──────── EXCERPTED RECORDS ────────

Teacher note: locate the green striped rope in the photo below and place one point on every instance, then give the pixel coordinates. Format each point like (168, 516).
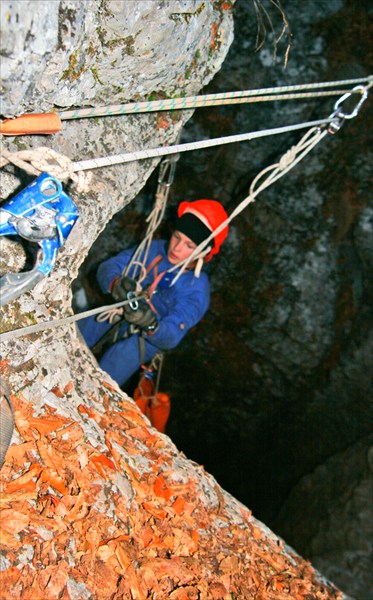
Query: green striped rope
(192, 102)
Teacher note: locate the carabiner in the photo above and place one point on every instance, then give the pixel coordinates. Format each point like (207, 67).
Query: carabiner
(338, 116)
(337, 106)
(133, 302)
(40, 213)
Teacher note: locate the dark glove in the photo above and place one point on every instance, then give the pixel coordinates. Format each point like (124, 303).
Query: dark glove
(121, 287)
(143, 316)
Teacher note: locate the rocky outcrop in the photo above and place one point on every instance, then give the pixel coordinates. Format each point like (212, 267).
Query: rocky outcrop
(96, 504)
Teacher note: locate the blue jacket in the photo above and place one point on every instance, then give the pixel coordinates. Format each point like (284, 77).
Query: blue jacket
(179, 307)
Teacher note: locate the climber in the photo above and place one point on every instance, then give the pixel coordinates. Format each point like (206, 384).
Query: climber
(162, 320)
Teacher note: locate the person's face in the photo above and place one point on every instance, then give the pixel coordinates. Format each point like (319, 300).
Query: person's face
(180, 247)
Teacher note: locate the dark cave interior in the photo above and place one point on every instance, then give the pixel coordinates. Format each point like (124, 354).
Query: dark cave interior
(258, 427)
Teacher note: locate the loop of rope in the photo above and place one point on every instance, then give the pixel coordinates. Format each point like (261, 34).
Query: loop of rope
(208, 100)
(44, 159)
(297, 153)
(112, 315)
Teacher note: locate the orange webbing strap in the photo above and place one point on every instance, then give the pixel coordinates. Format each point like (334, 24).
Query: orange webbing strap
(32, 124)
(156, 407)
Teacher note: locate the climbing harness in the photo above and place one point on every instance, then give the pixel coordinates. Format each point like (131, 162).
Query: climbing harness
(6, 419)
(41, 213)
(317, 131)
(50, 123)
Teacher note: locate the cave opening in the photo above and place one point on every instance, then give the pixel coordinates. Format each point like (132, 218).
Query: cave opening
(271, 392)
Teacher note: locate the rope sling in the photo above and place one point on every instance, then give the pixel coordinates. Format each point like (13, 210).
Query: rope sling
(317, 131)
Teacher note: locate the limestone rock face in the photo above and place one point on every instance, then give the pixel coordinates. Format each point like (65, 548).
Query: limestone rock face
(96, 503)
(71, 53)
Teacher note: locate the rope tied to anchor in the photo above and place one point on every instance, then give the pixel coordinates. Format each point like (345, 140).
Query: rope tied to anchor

────────
──────── EXCERPTED RECORDS ────────

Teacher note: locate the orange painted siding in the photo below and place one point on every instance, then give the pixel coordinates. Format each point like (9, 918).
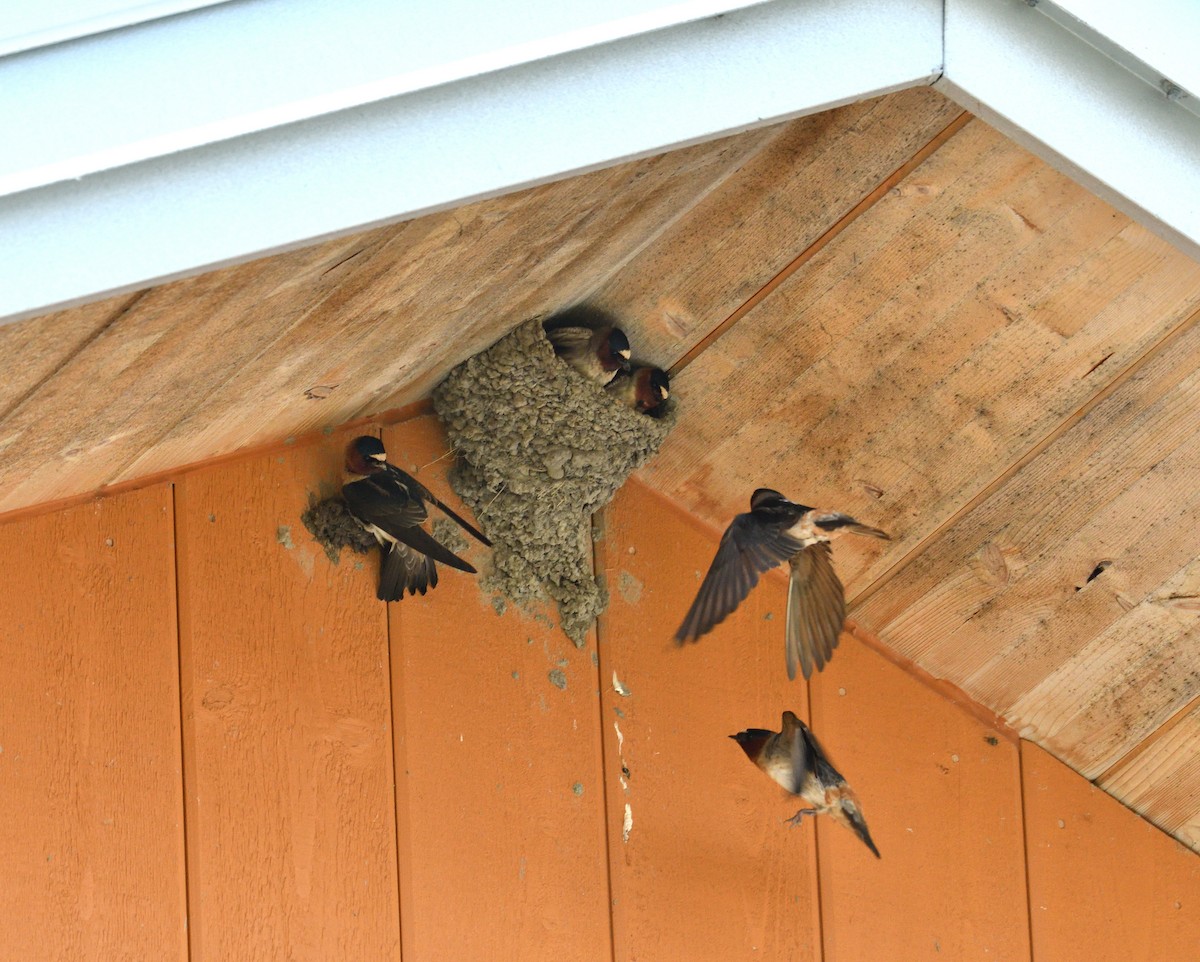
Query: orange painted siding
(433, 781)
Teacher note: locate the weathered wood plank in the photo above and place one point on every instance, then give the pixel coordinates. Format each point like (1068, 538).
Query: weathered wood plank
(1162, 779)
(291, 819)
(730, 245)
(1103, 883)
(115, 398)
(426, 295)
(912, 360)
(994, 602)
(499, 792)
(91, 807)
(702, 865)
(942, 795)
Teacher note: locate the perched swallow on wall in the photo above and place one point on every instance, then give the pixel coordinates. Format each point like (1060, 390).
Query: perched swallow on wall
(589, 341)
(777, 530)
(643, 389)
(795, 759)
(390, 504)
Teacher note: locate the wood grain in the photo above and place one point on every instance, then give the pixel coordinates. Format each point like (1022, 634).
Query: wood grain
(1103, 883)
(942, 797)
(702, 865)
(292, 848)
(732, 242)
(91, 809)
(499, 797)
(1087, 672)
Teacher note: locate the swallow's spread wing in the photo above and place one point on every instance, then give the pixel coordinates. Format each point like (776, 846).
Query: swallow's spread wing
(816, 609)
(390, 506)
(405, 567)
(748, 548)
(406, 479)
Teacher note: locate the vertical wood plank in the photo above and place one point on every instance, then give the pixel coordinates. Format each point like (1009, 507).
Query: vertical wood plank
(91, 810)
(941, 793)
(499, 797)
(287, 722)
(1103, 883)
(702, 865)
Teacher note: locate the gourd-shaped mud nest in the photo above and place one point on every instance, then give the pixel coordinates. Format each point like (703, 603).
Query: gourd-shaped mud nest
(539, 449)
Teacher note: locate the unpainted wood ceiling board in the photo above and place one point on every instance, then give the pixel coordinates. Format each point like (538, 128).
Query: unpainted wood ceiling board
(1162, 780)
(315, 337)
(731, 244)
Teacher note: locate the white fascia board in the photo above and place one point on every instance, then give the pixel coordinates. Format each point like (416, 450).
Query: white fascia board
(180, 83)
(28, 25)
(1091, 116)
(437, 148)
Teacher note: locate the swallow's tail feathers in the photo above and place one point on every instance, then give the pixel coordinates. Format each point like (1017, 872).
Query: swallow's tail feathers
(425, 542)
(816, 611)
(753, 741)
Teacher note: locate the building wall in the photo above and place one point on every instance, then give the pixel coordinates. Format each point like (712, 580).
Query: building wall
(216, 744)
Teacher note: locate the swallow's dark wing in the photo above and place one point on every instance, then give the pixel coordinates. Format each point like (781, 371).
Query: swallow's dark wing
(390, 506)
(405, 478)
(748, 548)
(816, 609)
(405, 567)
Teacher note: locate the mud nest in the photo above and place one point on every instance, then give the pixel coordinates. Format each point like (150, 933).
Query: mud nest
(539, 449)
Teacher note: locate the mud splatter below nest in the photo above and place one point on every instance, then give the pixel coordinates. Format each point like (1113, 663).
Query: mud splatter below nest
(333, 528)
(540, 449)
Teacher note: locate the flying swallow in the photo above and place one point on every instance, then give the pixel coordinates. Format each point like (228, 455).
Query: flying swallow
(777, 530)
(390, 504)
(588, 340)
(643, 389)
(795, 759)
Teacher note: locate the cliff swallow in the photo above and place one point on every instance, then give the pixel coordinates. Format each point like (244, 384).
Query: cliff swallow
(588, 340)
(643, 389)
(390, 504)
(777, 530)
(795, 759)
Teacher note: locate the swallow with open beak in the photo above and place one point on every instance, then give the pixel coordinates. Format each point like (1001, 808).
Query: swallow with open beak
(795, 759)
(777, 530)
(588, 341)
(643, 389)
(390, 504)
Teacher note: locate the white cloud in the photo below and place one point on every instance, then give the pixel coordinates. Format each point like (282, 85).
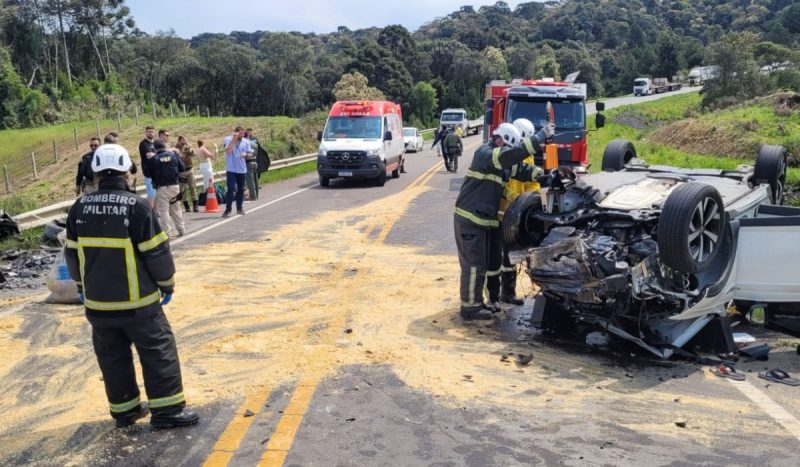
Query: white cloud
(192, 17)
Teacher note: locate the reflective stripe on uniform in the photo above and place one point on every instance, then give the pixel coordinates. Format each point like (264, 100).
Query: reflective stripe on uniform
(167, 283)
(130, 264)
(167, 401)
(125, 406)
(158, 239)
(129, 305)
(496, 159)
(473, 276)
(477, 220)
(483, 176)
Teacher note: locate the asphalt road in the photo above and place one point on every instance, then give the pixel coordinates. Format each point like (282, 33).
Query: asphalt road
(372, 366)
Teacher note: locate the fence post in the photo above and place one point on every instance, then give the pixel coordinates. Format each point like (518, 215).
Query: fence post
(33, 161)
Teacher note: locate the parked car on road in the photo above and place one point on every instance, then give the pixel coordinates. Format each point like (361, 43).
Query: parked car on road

────────
──────── EXCERPTED RECORDS ────────

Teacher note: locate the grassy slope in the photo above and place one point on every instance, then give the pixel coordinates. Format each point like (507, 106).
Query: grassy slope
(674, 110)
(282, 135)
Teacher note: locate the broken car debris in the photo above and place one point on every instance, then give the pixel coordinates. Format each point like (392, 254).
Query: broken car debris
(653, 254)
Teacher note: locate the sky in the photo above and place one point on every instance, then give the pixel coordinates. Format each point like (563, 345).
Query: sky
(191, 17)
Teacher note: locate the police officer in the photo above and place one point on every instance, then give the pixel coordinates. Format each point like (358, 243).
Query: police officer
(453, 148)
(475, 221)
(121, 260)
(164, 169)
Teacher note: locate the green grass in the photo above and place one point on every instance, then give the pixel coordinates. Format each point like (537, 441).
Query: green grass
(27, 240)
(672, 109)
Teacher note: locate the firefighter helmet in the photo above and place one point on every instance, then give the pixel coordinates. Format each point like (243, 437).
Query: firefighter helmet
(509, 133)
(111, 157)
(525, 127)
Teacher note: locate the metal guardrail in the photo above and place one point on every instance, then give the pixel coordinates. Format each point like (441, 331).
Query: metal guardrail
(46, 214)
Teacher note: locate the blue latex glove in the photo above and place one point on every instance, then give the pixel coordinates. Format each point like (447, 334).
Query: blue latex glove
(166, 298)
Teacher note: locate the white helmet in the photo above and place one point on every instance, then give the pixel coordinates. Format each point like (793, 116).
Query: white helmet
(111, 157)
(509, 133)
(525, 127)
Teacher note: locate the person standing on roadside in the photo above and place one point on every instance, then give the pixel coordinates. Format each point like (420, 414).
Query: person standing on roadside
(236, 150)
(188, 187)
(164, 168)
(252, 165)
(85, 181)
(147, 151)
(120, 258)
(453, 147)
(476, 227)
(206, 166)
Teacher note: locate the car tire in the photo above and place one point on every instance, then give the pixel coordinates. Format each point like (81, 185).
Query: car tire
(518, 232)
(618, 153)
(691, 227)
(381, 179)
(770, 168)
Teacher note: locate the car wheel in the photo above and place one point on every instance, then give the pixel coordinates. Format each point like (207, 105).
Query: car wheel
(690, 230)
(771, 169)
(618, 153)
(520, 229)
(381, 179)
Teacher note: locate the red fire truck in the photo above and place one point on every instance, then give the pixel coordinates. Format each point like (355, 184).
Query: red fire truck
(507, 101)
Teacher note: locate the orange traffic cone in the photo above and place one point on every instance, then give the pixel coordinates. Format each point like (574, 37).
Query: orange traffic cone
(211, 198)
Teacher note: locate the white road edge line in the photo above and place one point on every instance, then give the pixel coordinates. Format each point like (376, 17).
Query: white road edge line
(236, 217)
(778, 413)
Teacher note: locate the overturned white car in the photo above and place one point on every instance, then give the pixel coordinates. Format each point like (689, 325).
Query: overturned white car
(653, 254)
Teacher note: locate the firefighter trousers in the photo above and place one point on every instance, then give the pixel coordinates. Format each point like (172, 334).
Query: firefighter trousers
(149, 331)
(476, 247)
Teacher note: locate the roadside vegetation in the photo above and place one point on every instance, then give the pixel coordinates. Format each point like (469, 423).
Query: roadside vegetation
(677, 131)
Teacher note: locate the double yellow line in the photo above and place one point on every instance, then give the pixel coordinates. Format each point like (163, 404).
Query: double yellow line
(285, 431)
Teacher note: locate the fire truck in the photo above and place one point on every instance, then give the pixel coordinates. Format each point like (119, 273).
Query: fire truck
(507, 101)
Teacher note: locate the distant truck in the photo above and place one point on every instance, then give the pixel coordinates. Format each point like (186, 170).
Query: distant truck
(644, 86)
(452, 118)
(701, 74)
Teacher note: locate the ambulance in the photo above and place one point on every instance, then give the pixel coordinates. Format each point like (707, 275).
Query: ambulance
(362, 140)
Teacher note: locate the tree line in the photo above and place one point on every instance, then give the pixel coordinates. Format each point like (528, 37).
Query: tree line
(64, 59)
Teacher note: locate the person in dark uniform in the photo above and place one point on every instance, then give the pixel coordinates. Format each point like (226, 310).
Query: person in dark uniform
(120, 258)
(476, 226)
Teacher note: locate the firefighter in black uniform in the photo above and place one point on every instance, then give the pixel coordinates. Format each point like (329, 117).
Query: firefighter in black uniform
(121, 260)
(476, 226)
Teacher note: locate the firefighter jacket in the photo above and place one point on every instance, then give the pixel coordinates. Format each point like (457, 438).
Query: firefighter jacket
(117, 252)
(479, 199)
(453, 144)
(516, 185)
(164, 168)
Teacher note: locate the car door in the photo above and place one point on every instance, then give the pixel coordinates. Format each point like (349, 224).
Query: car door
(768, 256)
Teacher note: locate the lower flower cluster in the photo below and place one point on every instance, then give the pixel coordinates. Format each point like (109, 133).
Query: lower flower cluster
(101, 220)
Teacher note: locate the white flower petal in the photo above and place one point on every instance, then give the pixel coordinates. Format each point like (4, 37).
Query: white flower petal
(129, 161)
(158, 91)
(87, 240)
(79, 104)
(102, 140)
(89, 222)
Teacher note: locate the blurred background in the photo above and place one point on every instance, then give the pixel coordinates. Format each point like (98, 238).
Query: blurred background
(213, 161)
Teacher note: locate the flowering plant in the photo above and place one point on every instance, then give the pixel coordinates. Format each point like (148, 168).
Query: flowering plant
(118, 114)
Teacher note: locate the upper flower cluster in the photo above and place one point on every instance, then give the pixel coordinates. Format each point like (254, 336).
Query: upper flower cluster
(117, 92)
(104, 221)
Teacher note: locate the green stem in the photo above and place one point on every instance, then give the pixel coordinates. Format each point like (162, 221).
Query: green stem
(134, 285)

────────

(SHORT TASK)
Starting at the line containing "Teacher note: locate the asphalt" and ending at the line containing "Query: parked car on road", lay out those lines as a JSON list of strings with one string per line. Leave out any blank lines.

(IN RESPONSE)
[
  "Teacher note: locate the asphalt road in the photo above and place one point on every instance, then give the pixel coordinates. Format each point like (282, 33).",
  "Query: asphalt road",
  "(372, 366)",
  "Teacher note: locate the fence post in the photo above and place one point on every instance, then give the pixel coordinates. Format each point like (518, 215).",
  "Query: fence post",
  "(33, 161)",
  "Teacher note: locate the parked car on road in the photo above and place one point on every instance, then give the pixel coordinates. Format each point like (361, 43).",
  "Query: parked car on road"
]